A run of records:
'''

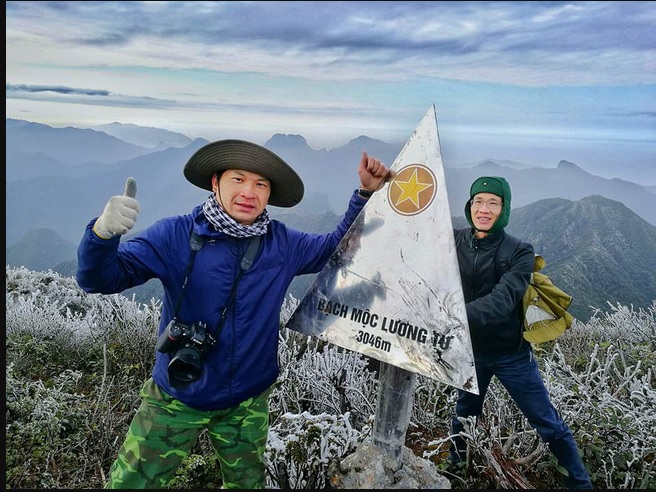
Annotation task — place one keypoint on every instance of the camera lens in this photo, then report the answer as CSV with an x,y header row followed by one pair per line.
x,y
185,367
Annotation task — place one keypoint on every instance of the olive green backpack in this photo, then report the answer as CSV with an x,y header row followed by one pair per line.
x,y
544,305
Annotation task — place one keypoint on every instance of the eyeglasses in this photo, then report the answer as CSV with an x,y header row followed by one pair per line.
x,y
493,205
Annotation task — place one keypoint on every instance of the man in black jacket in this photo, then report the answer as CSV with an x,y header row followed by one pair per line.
x,y
495,323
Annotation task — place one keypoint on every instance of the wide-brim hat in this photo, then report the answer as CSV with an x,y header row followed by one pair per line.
x,y
287,187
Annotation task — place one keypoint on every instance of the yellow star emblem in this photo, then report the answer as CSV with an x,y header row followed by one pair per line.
x,y
412,190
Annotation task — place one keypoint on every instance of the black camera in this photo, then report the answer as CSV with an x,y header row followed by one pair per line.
x,y
187,344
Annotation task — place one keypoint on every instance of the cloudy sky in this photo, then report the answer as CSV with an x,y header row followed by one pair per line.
x,y
533,82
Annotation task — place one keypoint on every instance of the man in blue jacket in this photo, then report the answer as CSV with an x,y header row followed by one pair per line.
x,y
493,313
216,357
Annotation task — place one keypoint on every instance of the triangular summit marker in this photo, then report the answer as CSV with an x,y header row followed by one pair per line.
x,y
392,288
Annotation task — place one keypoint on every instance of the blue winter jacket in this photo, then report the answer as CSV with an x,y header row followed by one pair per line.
x,y
244,360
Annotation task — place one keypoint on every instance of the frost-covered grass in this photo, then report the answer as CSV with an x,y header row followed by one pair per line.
x,y
75,363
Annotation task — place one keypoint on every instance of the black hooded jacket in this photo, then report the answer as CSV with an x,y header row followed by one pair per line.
x,y
493,305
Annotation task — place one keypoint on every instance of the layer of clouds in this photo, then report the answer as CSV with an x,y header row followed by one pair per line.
x,y
524,43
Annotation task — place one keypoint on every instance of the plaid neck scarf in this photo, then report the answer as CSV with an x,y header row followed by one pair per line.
x,y
226,224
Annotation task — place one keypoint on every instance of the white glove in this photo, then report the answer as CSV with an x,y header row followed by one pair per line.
x,y
120,213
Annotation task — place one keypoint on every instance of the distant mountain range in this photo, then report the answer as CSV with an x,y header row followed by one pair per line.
x,y
597,234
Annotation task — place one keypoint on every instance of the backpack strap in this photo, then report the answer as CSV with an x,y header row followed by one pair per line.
x,y
504,254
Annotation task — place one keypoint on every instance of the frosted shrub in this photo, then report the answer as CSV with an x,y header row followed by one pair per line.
x,y
75,363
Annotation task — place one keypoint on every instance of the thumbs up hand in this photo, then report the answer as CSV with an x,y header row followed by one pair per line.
x,y
120,213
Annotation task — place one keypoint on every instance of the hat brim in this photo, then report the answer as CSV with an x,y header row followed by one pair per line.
x,y
287,187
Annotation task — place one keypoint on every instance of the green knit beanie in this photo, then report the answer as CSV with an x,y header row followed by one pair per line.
x,y
498,186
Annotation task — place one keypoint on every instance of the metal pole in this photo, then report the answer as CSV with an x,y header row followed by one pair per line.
x,y
393,411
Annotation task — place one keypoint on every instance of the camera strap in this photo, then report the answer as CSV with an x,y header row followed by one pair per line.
x,y
196,243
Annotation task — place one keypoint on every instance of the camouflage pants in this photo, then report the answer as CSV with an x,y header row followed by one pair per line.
x,y
164,430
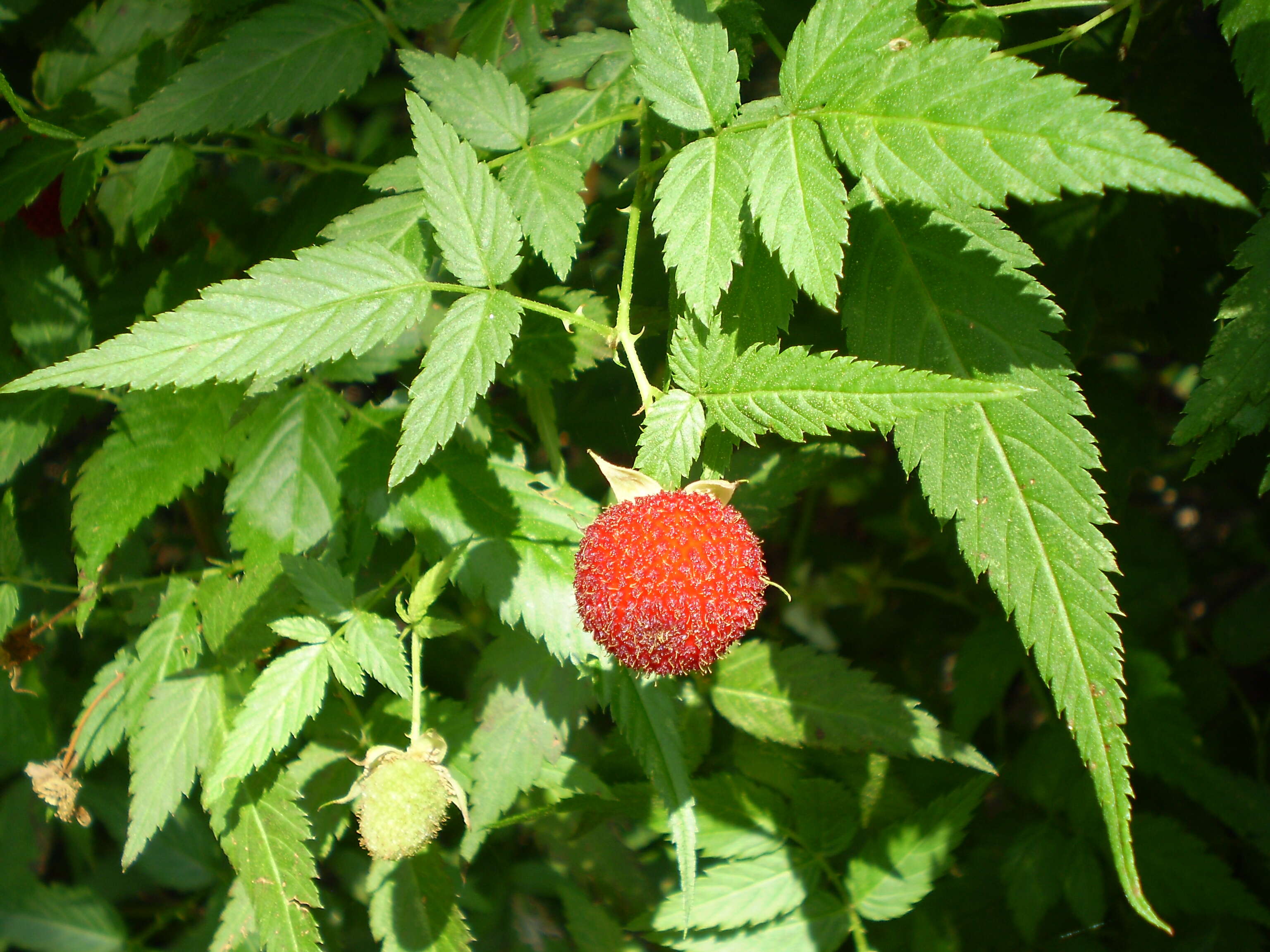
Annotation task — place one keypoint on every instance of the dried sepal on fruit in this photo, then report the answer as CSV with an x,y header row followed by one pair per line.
x,y
54,782
402,797
668,581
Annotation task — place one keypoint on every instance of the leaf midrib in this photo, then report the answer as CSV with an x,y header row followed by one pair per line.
x,y
1101,757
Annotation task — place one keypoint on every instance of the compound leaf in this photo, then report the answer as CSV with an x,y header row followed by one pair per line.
x,y
941,124
900,865
473,339
798,696
543,184
671,438
699,205
795,391
477,231
179,732
482,105
1015,474
743,893
285,480
289,315
286,60
684,64
160,445
281,701
800,205
265,837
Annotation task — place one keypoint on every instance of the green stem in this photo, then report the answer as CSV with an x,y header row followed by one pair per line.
x,y
1067,36
1039,5
389,27
858,931
624,116
416,682
409,568
647,391
37,585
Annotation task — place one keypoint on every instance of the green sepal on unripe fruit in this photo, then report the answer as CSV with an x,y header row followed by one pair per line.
x,y
403,797
402,807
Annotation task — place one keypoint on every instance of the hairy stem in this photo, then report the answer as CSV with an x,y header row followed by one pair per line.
x,y
416,682
1067,36
635,214
1039,5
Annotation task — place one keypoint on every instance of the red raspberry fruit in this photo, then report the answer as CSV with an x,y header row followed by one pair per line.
x,y
667,582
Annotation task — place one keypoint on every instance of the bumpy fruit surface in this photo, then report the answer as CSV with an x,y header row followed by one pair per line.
x,y
402,805
668,582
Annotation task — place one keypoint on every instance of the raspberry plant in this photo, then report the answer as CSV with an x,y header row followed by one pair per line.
x,y
310,310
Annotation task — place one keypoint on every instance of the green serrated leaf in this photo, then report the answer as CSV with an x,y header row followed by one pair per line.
x,y
819,926
759,302
800,205
379,650
800,697
645,712
941,124
482,105
61,919
179,732
524,540
699,205
236,926
898,866
323,587
98,50
266,838
1245,24
160,445
795,393
557,113
162,178
525,724
835,42
287,60
169,645
285,476
1237,370
671,438
393,221
478,234
287,317
743,893
543,184
472,342
1015,474
684,64
575,56
413,905
282,700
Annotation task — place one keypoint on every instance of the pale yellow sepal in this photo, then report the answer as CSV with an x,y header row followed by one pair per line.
x,y
627,484
719,489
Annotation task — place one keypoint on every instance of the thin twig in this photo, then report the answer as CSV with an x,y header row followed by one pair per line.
x,y
70,758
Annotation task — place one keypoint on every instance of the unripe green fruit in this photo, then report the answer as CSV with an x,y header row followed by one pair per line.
x,y
402,805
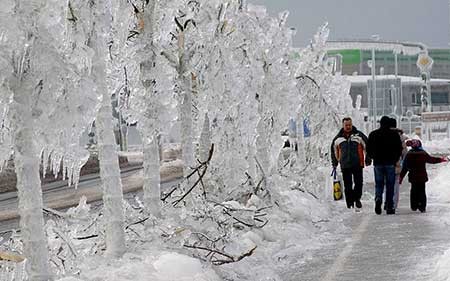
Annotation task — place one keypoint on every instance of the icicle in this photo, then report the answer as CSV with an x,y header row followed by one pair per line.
x,y
152,189
205,140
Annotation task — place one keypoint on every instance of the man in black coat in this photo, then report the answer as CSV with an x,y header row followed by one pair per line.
x,y
385,148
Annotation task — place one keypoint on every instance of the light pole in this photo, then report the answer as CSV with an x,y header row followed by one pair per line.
x,y
375,37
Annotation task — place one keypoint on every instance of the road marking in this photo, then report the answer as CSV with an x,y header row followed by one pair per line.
x,y
339,263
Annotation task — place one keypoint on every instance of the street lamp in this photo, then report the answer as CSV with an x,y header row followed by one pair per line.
x,y
373,68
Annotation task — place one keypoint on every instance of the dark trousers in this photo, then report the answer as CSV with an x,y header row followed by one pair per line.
x,y
352,192
418,197
385,176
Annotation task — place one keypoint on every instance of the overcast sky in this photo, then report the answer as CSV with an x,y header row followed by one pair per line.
x,y
425,21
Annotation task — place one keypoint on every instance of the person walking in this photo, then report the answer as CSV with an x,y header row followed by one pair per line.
x,y
414,163
348,149
384,147
398,165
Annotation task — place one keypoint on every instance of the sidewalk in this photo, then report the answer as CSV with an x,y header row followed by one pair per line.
x,y
399,247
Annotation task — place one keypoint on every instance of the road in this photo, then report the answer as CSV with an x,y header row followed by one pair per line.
x,y
400,247
58,195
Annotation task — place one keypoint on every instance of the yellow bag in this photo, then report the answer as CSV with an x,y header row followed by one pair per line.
x,y
337,188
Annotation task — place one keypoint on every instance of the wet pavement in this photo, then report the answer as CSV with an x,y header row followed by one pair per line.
x,y
404,246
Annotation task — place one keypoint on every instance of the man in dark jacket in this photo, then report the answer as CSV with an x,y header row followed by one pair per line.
x,y
348,149
385,148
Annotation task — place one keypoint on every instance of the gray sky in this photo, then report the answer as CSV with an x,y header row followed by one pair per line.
x,y
425,21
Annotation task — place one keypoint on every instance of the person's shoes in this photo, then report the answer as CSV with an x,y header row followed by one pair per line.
x,y
390,212
378,207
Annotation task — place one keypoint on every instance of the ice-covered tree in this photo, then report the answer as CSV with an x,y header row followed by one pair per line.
x,y
102,15
321,92
46,106
152,102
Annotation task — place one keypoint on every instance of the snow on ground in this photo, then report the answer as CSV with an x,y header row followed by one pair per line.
x,y
146,266
438,188
304,221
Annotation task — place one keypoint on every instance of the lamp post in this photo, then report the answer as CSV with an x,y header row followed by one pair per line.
x,y
375,37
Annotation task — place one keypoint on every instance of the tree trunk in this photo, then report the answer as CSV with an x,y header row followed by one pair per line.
x,y
26,161
186,130
107,150
152,186
111,181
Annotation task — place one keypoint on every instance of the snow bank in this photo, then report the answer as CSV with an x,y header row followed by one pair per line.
x,y
146,266
443,268
439,183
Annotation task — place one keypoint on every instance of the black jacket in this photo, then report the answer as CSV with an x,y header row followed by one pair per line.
x,y
385,146
349,150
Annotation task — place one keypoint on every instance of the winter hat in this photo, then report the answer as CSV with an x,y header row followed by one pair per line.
x,y
385,122
392,123
413,143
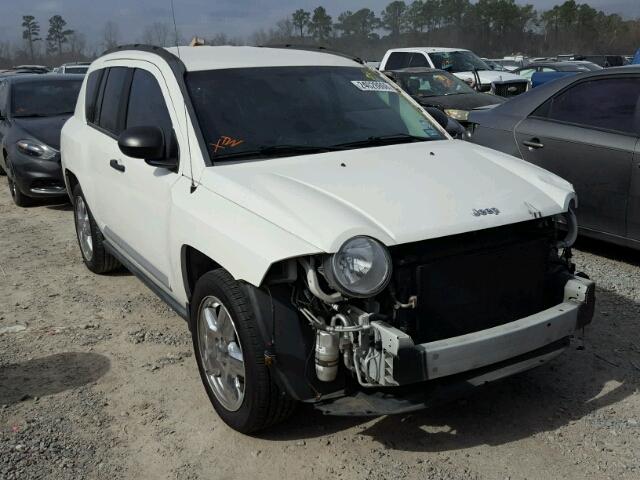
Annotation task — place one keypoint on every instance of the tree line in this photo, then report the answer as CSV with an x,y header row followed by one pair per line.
x,y
492,28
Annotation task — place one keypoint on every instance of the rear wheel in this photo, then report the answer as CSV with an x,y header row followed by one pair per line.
x,y
230,356
90,239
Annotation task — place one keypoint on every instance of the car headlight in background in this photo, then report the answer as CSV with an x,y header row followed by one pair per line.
x,y
460,115
360,268
33,148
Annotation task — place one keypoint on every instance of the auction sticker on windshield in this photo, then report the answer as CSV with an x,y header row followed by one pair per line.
x,y
371,86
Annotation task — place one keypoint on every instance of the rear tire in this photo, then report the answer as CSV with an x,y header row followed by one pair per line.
x,y
263,403
90,239
19,198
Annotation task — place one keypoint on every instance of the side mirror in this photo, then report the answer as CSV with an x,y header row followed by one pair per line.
x,y
452,126
147,143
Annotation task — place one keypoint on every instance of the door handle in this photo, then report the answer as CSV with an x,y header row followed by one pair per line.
x,y
534,143
118,166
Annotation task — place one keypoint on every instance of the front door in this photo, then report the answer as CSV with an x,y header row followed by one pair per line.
x,y
633,218
586,134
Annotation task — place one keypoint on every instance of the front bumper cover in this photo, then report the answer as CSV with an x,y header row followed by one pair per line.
x,y
460,363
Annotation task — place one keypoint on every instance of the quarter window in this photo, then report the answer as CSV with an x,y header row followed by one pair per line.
x,y
112,100
592,104
418,60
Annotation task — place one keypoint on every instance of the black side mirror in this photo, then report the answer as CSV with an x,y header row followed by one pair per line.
x,y
452,126
147,143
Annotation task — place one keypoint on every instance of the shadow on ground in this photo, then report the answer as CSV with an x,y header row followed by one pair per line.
x,y
609,250
576,384
50,375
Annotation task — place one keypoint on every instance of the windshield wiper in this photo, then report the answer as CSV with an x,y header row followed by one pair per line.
x,y
276,150
383,140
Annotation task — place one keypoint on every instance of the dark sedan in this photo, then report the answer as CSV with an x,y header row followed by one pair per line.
x,y
439,89
33,109
585,128
547,67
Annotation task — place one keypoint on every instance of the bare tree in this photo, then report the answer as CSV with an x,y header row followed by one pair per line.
x,y
158,33
110,35
31,33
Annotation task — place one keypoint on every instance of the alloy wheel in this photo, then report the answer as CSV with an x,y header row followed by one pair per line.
x,y
221,353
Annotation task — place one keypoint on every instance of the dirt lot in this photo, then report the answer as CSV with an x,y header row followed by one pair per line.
x,y
102,384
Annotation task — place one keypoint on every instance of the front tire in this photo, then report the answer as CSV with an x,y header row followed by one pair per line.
x,y
90,239
230,356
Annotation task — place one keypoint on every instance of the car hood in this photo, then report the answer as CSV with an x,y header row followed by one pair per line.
x,y
465,101
489,76
45,129
397,193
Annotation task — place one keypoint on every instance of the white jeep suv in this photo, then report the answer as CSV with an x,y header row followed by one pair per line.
x,y
324,237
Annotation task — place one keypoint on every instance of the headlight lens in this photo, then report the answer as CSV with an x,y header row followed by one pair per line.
x,y
361,268
33,148
462,115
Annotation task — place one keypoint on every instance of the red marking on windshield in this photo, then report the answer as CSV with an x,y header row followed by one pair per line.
x,y
225,142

'''

• DIRECTION:
Repeat exactly the lines from the line containing "of the dirt" through the end of the listing above; both boundary lines are part of the output.

• RESULT OF THIS EXERCISE:
Annotation task — place one keypoint on every instance of the dirt lot in this photo, then report the answer as CSV with an x,y header row followed by one pair per line.
x,y
102,384
Annotation task — place one keypoint on every instance of the front tire in this photo, then report the answer as CSV with an x,y header row followed by one pair per line.
x,y
90,239
230,356
Annotation task — place one keypoint on every instance of the car hood in this photo, then report the answer as CSV with an x,y header row followed by one pair per line.
x,y
465,101
489,76
45,129
397,193
Annotation task — place one keypoint on every instance of the white jeep suv in this photo, then report the answer as CSV with an x,y header row followed by one pair per line.
x,y
324,237
Annotation task — place one keypoint on every instance of the headlight lens in this photo, then report the answer as CSV with an x,y header row followed by one pair per line.
x,y
361,268
33,148
462,115
Annotation task — place one keypoint on every instance of the red marking on windshield in this photo, then report the answer as CSV with an x,y header row followed by one pair per line.
x,y
225,142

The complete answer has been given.